### SHORT EXERCISE
How many lines in the entries below contain the word "orange"? Reply with the number alone.
# Start of MATERIAL FOR THIS EXERCISE
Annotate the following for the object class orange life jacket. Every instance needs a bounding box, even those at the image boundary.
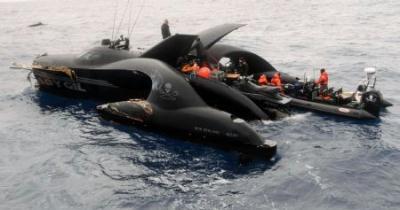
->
[317,71,329,85]
[271,73,282,90]
[182,63,200,73]
[258,74,268,85]
[196,67,211,79]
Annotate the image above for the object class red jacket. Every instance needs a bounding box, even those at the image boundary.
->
[317,71,329,85]
[258,74,268,85]
[271,73,282,90]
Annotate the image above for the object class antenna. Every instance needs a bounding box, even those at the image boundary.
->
[116,0,129,37]
[111,1,118,40]
[128,0,145,39]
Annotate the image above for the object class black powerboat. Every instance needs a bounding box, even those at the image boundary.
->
[28,24,277,158]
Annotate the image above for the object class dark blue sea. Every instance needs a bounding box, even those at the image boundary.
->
[0,0,400,210]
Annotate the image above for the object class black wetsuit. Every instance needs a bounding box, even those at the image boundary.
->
[161,23,171,39]
[238,61,249,76]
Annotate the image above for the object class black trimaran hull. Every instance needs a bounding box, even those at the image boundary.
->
[32,24,277,159]
[290,98,377,119]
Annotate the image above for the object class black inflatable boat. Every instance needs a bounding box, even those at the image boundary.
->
[284,68,392,119]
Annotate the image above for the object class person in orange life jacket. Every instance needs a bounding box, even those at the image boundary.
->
[258,74,268,85]
[196,61,211,79]
[315,69,329,93]
[181,60,200,73]
[238,57,249,76]
[271,72,283,92]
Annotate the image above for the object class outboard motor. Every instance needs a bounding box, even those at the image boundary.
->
[358,67,382,117]
[361,90,382,117]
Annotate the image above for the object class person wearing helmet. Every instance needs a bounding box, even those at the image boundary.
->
[271,71,283,92]
[161,19,171,39]
[315,69,329,94]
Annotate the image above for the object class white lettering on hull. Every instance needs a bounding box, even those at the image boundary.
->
[36,77,87,92]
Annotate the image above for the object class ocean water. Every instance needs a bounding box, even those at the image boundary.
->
[0,0,400,209]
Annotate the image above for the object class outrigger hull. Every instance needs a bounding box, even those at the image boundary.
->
[290,98,377,119]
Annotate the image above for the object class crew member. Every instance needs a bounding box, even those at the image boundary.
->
[181,60,200,73]
[161,19,171,39]
[315,69,328,93]
[238,57,249,76]
[271,72,283,92]
[196,61,211,79]
[258,74,268,85]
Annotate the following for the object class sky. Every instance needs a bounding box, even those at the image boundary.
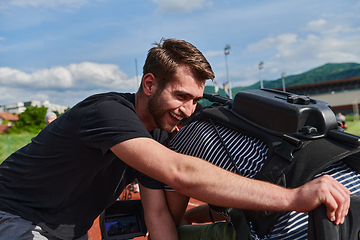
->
[0,0,360,107]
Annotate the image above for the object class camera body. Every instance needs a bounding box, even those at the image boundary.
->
[99,200,147,240]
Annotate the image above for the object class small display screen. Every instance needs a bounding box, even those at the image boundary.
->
[105,215,140,237]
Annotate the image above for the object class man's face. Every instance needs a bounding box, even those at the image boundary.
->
[148,66,205,132]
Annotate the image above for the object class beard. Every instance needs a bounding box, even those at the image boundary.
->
[148,90,176,133]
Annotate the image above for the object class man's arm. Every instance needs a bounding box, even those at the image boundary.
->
[111,138,350,224]
[140,184,178,240]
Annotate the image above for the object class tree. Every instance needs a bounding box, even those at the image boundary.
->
[8,106,47,134]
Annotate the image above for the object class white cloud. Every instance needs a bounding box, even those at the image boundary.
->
[245,19,360,79]
[0,62,137,91]
[247,33,297,52]
[0,0,101,9]
[152,0,212,13]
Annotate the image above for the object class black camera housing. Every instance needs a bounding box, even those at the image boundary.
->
[99,200,147,240]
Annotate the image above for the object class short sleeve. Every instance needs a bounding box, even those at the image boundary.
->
[80,97,151,154]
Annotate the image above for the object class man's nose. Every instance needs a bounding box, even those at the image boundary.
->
[180,101,196,117]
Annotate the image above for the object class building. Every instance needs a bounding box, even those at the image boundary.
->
[0,100,68,114]
[277,77,360,116]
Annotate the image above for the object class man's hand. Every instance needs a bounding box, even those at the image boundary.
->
[294,175,350,224]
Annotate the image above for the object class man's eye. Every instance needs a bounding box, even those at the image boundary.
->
[178,94,186,99]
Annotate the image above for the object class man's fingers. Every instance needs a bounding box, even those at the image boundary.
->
[322,176,350,224]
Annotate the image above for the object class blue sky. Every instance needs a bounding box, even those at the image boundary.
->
[0,0,360,106]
# End of MATERIAL FOR THIS EXERCISE
### EXERCISE SOLUTION
2